Image object location records:
>>>
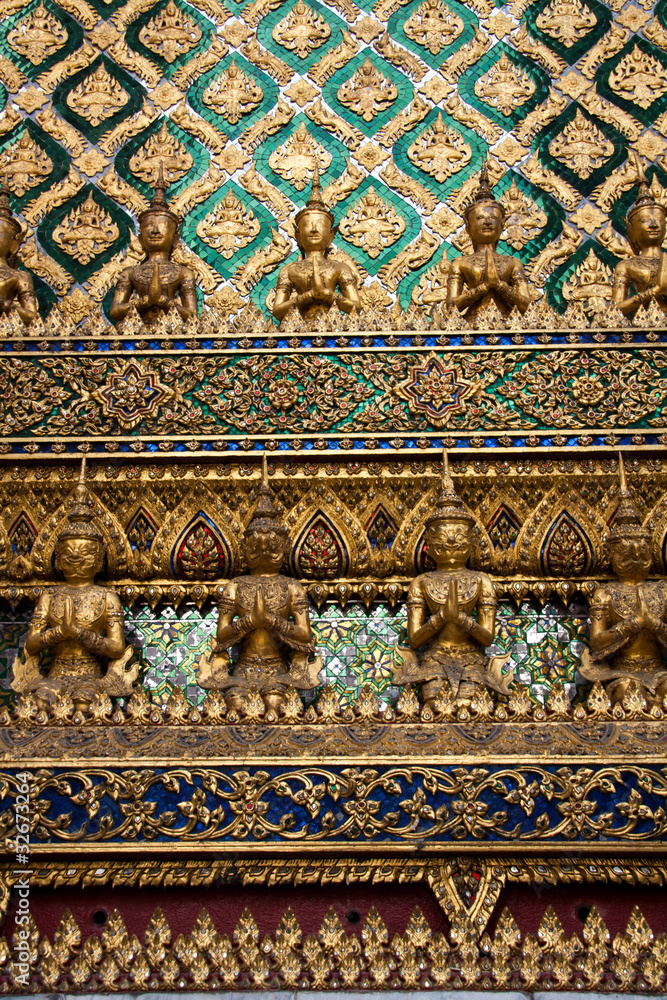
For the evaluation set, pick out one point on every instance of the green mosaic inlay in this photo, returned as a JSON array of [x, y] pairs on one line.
[[198, 153], [519, 110], [135, 98], [49, 223], [292, 58], [267, 102], [396, 28], [169, 68], [72, 42], [402, 84], [356, 645]]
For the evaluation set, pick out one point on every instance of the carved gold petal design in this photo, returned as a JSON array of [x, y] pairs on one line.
[[433, 25], [171, 33], [566, 20], [37, 36], [24, 164], [581, 146], [590, 284], [524, 219], [301, 30], [504, 86], [294, 160], [372, 224], [86, 231], [367, 92], [164, 150], [440, 150], [229, 227], [233, 94], [639, 77], [98, 97]]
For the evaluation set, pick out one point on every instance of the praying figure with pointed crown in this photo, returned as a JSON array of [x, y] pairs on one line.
[[628, 633], [17, 292], [485, 276], [441, 604], [79, 624], [642, 279], [311, 284], [158, 284], [265, 615]]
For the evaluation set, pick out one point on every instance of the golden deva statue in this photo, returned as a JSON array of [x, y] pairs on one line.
[[646, 271], [17, 292], [266, 615], [157, 284], [485, 276], [628, 615], [440, 611], [311, 283], [78, 623]]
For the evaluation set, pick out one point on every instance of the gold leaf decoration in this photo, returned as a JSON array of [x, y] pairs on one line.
[[170, 33], [86, 231], [37, 36], [98, 97]]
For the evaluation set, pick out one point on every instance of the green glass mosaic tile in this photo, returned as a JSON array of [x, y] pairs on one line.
[[519, 111], [356, 645], [402, 84], [122, 221], [301, 65], [73, 40], [396, 28], [234, 129]]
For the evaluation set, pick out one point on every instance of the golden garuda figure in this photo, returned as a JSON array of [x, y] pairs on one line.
[[77, 625], [266, 615], [628, 634], [158, 284], [646, 271], [311, 283], [17, 292], [485, 276], [451, 611]]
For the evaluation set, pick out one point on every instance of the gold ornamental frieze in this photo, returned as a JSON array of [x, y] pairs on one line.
[[98, 97]]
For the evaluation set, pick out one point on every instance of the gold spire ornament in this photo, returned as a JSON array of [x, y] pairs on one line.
[[158, 284], [440, 610], [266, 615], [642, 278], [17, 292], [485, 276], [628, 633], [316, 282], [79, 623]]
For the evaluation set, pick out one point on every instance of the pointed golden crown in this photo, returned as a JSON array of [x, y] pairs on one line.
[[448, 506]]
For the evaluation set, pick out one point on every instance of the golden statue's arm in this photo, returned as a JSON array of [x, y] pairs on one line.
[[111, 645], [621, 296], [187, 307], [27, 300], [349, 300], [122, 296]]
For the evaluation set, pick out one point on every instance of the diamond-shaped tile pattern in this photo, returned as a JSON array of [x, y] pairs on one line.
[[557, 91]]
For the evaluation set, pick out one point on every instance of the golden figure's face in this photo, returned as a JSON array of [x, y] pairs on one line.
[[647, 227], [631, 555], [314, 231], [156, 233], [449, 544], [79, 557], [265, 550], [485, 224]]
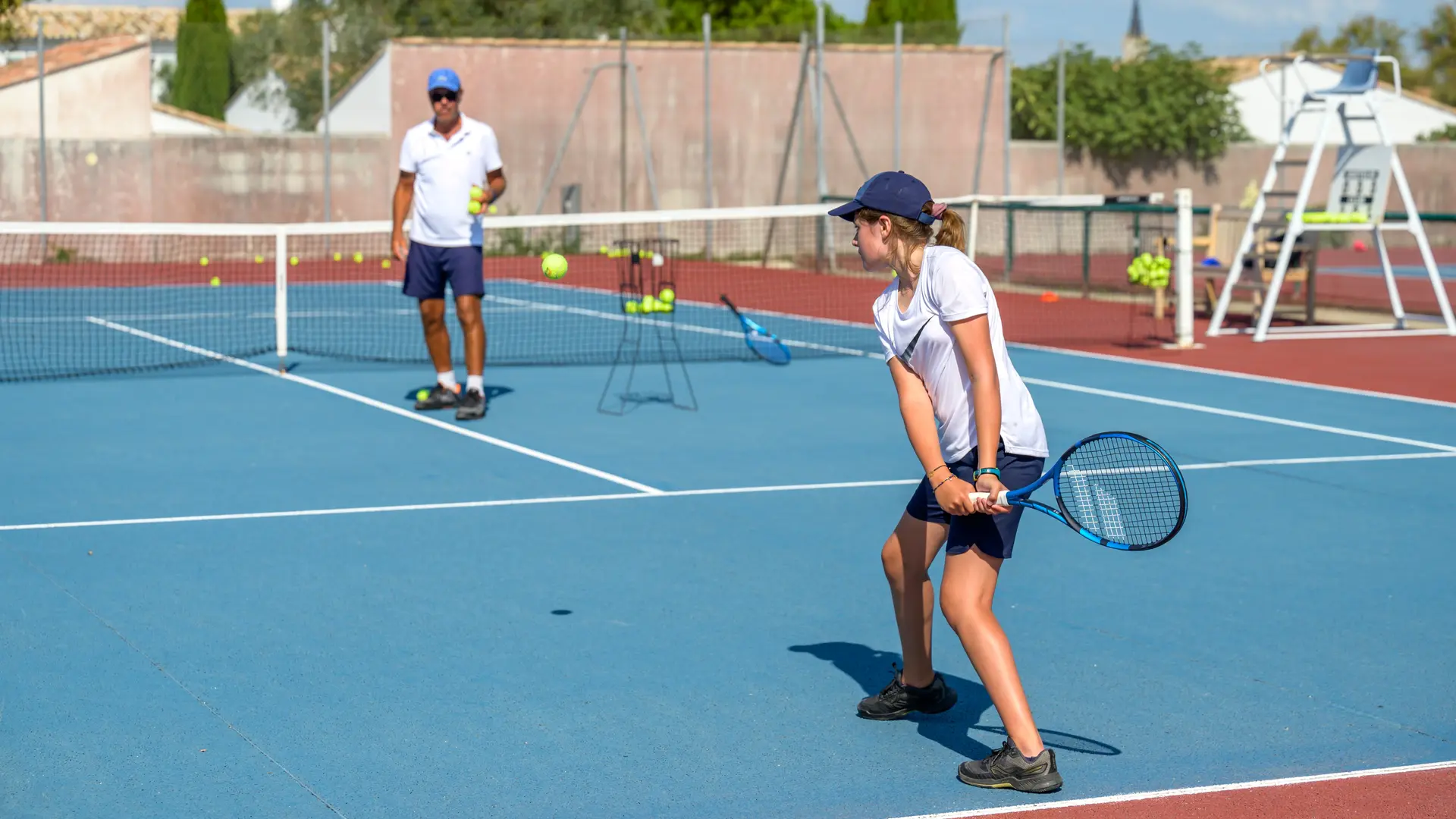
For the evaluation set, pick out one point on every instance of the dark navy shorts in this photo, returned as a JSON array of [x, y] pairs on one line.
[[992, 534], [427, 268]]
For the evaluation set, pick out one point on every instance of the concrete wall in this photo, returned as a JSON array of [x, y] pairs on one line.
[[528, 91], [218, 178], [107, 98]]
<<<
(Exercise requirements) Please rewrite everything from the line containing "the golden garuda" down to the line containing "282], [79, 623]]", substituting "test set" for "evaluation set" and keeping the rest of those lines unchanged.

(Reply to the task)
For the test set, pick out one point on every instance of the golden garuda figure in this photo, returned as a JSON array of [x, y] pairs on one line.
[[77, 625], [266, 615], [628, 634], [158, 284], [646, 271], [311, 283], [17, 292], [485, 276], [451, 611]]
For the test set, pick out one point on every instance of the gold ornamental frieze in this photo, returned as a JSON array of [x, y] pairs on one line.
[[98, 97]]
For the test set, pick out one point on every instance of the gold spire ornament in this photo, returned as a JSON array of [x, y] pairs on one line.
[[158, 284], [440, 610], [266, 615], [642, 278], [17, 292], [485, 276], [628, 633], [316, 282], [79, 623]]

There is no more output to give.